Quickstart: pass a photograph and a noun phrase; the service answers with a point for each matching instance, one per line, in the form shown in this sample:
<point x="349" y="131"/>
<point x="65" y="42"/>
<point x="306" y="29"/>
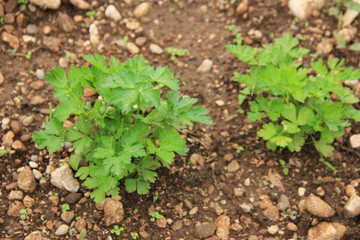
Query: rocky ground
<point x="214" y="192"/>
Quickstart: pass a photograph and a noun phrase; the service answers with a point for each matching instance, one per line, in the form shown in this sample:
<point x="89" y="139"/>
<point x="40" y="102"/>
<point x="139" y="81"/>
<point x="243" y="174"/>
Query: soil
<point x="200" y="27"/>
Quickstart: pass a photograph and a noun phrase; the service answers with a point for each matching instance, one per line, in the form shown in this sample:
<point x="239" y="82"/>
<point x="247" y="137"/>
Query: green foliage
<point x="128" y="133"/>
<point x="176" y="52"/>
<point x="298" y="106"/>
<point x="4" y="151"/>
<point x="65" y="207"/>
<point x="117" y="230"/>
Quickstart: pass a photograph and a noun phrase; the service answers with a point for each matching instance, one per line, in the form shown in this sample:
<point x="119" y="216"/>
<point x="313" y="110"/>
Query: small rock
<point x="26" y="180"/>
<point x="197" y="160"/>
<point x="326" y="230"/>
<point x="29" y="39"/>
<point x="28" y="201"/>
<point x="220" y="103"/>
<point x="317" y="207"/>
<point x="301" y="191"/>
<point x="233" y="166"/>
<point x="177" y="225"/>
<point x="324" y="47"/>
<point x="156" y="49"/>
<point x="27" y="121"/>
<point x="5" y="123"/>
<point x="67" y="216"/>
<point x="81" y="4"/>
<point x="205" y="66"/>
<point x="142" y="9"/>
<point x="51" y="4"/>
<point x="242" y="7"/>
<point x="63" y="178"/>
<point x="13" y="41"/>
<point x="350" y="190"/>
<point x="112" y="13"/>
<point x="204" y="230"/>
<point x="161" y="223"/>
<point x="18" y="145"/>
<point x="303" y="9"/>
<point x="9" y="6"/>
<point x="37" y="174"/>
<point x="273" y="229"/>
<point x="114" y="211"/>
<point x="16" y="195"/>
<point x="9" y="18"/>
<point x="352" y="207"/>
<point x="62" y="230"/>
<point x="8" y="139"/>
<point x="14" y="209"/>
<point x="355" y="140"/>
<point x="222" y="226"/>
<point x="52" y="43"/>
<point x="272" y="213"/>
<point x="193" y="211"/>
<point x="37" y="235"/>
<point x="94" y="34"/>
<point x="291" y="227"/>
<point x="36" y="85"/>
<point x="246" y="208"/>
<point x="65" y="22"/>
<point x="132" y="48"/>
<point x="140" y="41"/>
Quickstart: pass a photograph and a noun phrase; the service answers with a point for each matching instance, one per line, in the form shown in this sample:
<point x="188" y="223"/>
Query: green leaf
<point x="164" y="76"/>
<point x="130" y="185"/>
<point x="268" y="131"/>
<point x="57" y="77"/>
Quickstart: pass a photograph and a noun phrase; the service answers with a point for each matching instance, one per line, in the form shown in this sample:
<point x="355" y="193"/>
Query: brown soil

###

» **Description of the task**
Convert every line of the entries above into a numbered list, skipping blank lines and omitting the pictures.

» **Exercise solution**
1. Quickstart: pass a photograph and a noun phrase; the service answers with a point for each matching instance, one per line, in the form shown in this sample:
2. <point x="349" y="131"/>
3. <point x="65" y="42"/>
4. <point x="306" y="29"/>
5. Query: rocky ground
6. <point x="214" y="192"/>
7. Quickstart: pass a photograph and a noun phrase; the service answers with a point for each matching instance, one per line, in the form shown in this sample:
8. <point x="89" y="139"/>
9. <point x="40" y="102"/>
10. <point x="139" y="81"/>
11. <point x="243" y="174"/>
12. Query: soil
13. <point x="200" y="27"/>
14. Quickstart: pass a photograph and a noun phrase; the service answers with a point for each matching instance, one per line, in the form shown in this sample:
15. <point x="239" y="82"/>
16. <point x="247" y="137"/>
17. Query: green foliage
18. <point x="128" y="133"/>
19. <point x="176" y="52"/>
20. <point x="298" y="106"/>
21. <point x="4" y="151"/>
22. <point x="65" y="207"/>
23. <point x="117" y="230"/>
24. Quickstart: pass a photograph and a noun phrase; the service answers with a point for each matching instance, one per line, in the form shown in this sample:
25. <point x="119" y="216"/>
26. <point x="313" y="110"/>
27. Query: small rock
28. <point x="26" y="180"/>
29. <point x="197" y="160"/>
30. <point x="326" y="230"/>
31. <point x="29" y="39"/>
32. <point x="28" y="201"/>
33. <point x="220" y="103"/>
34. <point x="317" y="207"/>
35. <point x="301" y="191"/>
36. <point x="233" y="166"/>
37. <point x="177" y="225"/>
38. <point x="324" y="47"/>
39. <point x="156" y="49"/>
40. <point x="27" y="121"/>
41. <point x="5" y="123"/>
42. <point x="67" y="216"/>
43. <point x="81" y="4"/>
44. <point x="205" y="66"/>
45. <point x="142" y="9"/>
46. <point x="51" y="4"/>
47. <point x="242" y="7"/>
48. <point x="63" y="178"/>
49. <point x="13" y="41"/>
50. <point x="350" y="190"/>
51. <point x="112" y="13"/>
52. <point x="204" y="230"/>
53. <point x="161" y="223"/>
54. <point x="18" y="145"/>
55. <point x="303" y="9"/>
56. <point x="9" y="6"/>
57. <point x="37" y="174"/>
58. <point x="273" y="229"/>
59. <point x="114" y="211"/>
60. <point x="16" y="195"/>
61. <point x="9" y="18"/>
62. <point x="352" y="207"/>
63. <point x="62" y="230"/>
64. <point x="8" y="139"/>
65. <point x="14" y="209"/>
66. <point x="355" y="140"/>
67. <point x="222" y="226"/>
68. <point x="52" y="43"/>
69. <point x="272" y="213"/>
70. <point x="193" y="211"/>
71. <point x="37" y="235"/>
72. <point x="94" y="34"/>
73. <point x="291" y="227"/>
74. <point x="36" y="85"/>
75. <point x="246" y="208"/>
76. <point x="65" y="22"/>
77. <point x="132" y="48"/>
78. <point x="140" y="41"/>
79. Quickstart: pass a photograph and a noun phrase; the service answers with a point for each matching instance, one per line, in the form shown in this sample:
80. <point x="188" y="223"/>
81. Query: green leaf
82. <point x="164" y="76"/>
83. <point x="130" y="185"/>
84. <point x="268" y="131"/>
85. <point x="57" y="77"/>
86. Quickstart: pass a photograph and a noun phrase; the service answers with a point for each matching instance, one per line, in the form shown in this sample:
87. <point x="355" y="193"/>
88. Query: brown soil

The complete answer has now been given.